(Object point labels)
((

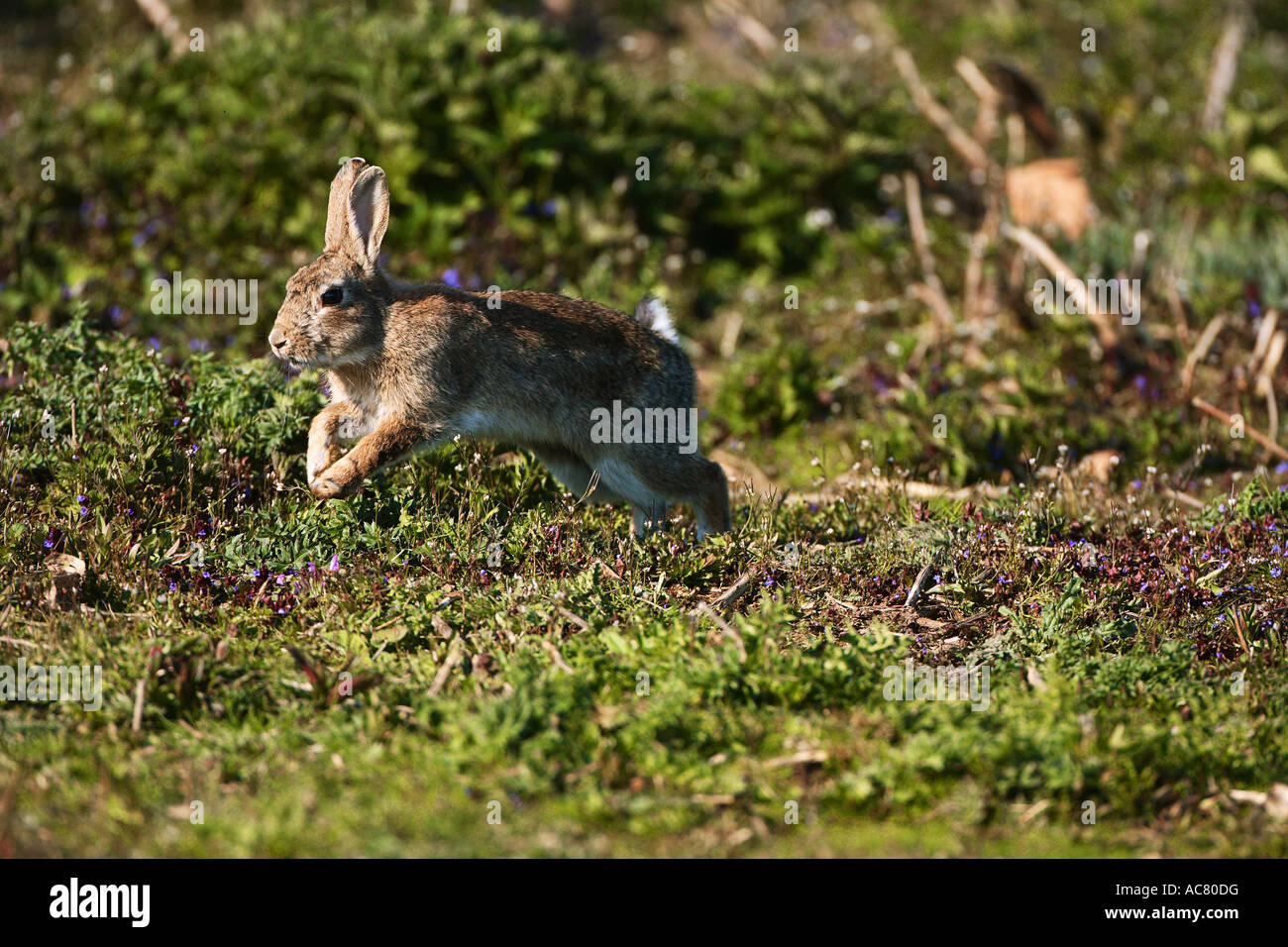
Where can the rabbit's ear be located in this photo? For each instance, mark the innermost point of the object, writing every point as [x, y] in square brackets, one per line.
[338, 206]
[369, 215]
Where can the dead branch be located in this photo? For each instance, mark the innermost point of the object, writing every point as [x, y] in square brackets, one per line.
[1228, 419]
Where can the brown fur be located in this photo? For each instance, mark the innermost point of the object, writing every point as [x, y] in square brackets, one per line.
[412, 365]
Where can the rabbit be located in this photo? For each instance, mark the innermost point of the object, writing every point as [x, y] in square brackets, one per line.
[412, 365]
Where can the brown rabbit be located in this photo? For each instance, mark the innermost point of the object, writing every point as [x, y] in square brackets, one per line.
[600, 398]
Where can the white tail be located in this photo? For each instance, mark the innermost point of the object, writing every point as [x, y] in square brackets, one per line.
[652, 313]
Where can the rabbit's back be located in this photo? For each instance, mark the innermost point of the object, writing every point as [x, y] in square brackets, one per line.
[528, 368]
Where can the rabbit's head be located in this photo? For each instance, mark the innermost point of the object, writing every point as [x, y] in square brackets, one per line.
[334, 308]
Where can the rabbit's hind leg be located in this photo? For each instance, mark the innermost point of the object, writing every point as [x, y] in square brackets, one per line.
[574, 474]
[619, 475]
[688, 478]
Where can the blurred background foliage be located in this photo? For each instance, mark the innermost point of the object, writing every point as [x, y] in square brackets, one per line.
[767, 170]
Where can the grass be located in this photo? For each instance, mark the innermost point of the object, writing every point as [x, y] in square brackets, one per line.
[506, 648]
[463, 660]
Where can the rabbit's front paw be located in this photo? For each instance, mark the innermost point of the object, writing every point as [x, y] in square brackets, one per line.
[321, 459]
[338, 480]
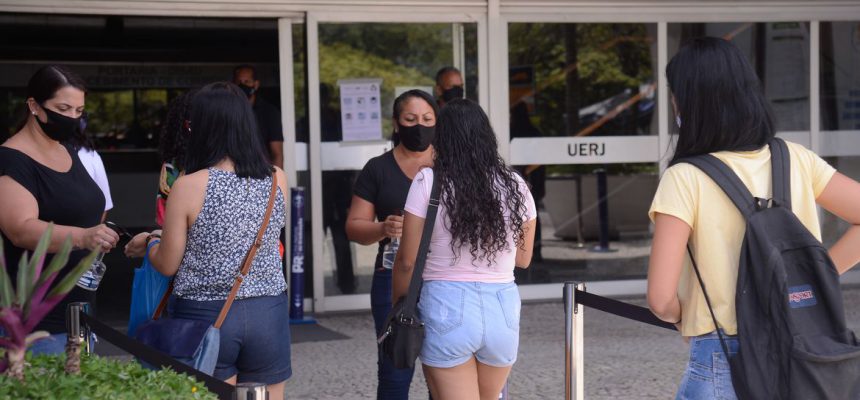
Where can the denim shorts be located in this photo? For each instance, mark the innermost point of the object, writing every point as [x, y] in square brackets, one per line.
[707, 375]
[255, 336]
[465, 319]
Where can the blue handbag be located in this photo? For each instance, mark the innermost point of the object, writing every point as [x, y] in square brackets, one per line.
[196, 343]
[147, 288]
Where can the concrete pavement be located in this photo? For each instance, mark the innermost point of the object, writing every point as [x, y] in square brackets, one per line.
[624, 359]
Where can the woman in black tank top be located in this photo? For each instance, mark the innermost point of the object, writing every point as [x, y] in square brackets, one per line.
[42, 180]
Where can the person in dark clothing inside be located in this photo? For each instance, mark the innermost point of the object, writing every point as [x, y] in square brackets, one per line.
[337, 195]
[271, 132]
[535, 175]
[449, 85]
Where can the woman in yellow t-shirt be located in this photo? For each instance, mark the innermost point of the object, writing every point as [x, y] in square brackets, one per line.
[720, 109]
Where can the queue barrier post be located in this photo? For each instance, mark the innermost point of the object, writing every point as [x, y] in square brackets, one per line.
[573, 325]
[251, 391]
[78, 333]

))

◆ What is required
Apart from the pictures, the entries above are to be repeated in full and exactly.

◆ Response to the exercise
Where can the rabbit's ear be located in this photo? For each instance, mark the innermost point of the object, writing every point as [x, y] in square brackets, one per line.
[338, 206]
[369, 215]
Where can the dead branch be located in this photo? For each instance, mark the innermost point of the object, writing every point as [x, y] in square brackets, one per line.
[1228, 419]
Where can the brown fur be located in this photo? For each instance, mark the innermost point of the object, writing every point as [x, y] in square brackets, one per line.
[412, 365]
Where can the rabbit be located in this photo? For each instance, mark the innermost point of the object, writing every point as [x, y] in square brackets, one per line.
[412, 365]
Where can the brown rabbit be located in this photo? For each instance, mark the innermost point of the object, writing every point as [x, y] in square brackets, one per line.
[600, 398]
Where can the white tail be located in this photo? For each instance, mark the innermost point of the object, writing every point as [x, y] in square brackets, one per line.
[652, 313]
Where can the rabbit's back be located in this photo? For each instance, mark the innermost point of the object, writing every point as [x, y] in square brackets, one per line.
[528, 368]
Where can the rabbit's head be located in this photo? For each instance, mark the innermost point of the object, writing every point as [x, y] in square brackets, one per line.
[334, 308]
Where can the rabbit's hind leg be located in this photo? For each instance, mark the innermost point of the object, writing every point as [x, y] in square brackets, one per line.
[574, 474]
[619, 475]
[688, 478]
Where can the blurred background foliage be located in this photo? For each instance, mark the innermost point of the object, writing every point as [x, y] in square brackets, one per line.
[767, 170]
Where can the grass be located in this photo? For each instance, mark the innermost point of the object, writing every point as [x, y] in square brackets, one per line.
[506, 648]
[463, 660]
Where can the rabbit's front paw be located in this photo? For each instance, mark the innermost point of the object, writing every point as [x, y] in square brackets, one per line.
[321, 459]
[338, 480]
Where can the denim shorts be located in this photo? For each instance, mark the innermost point of the object, writing every point as [x, y] in square brackets, one per line.
[707, 375]
[255, 336]
[465, 319]
Where can the blue handbag be located in this photo? For each instance, mark the innermost point of the object, writing every point as [x, y] in square brackets, one per line.
[196, 343]
[147, 288]
Where can the concrete pavement be located in this photo? For each instance, mark the innermost point of the object, writing every point as [x, y] in square brackets, one per line.
[624, 359]
Where can the woman in black tank top be located in this photo? For each instance, mark the innermost point of the object, writing every point as [x, y] in square brackets, one per line.
[42, 180]
Where can the person in dark clothing inside be located in this photo? For each instance, mark the innermost point of the object, writing every point as [x, y] in square brackets, one per line.
[337, 195]
[271, 132]
[535, 175]
[449, 85]
Where can the woman in yellow t-shirt be located in this photo? For each instance, mark the innermost point of the object, writing every point as [x, y] in square brackets, one per line.
[720, 109]
Where can the queue barrier post be located in this photo? For each instance, mark the innermost point of the object, writing every point as [x, y] in square brackets, one per line.
[573, 325]
[251, 391]
[78, 333]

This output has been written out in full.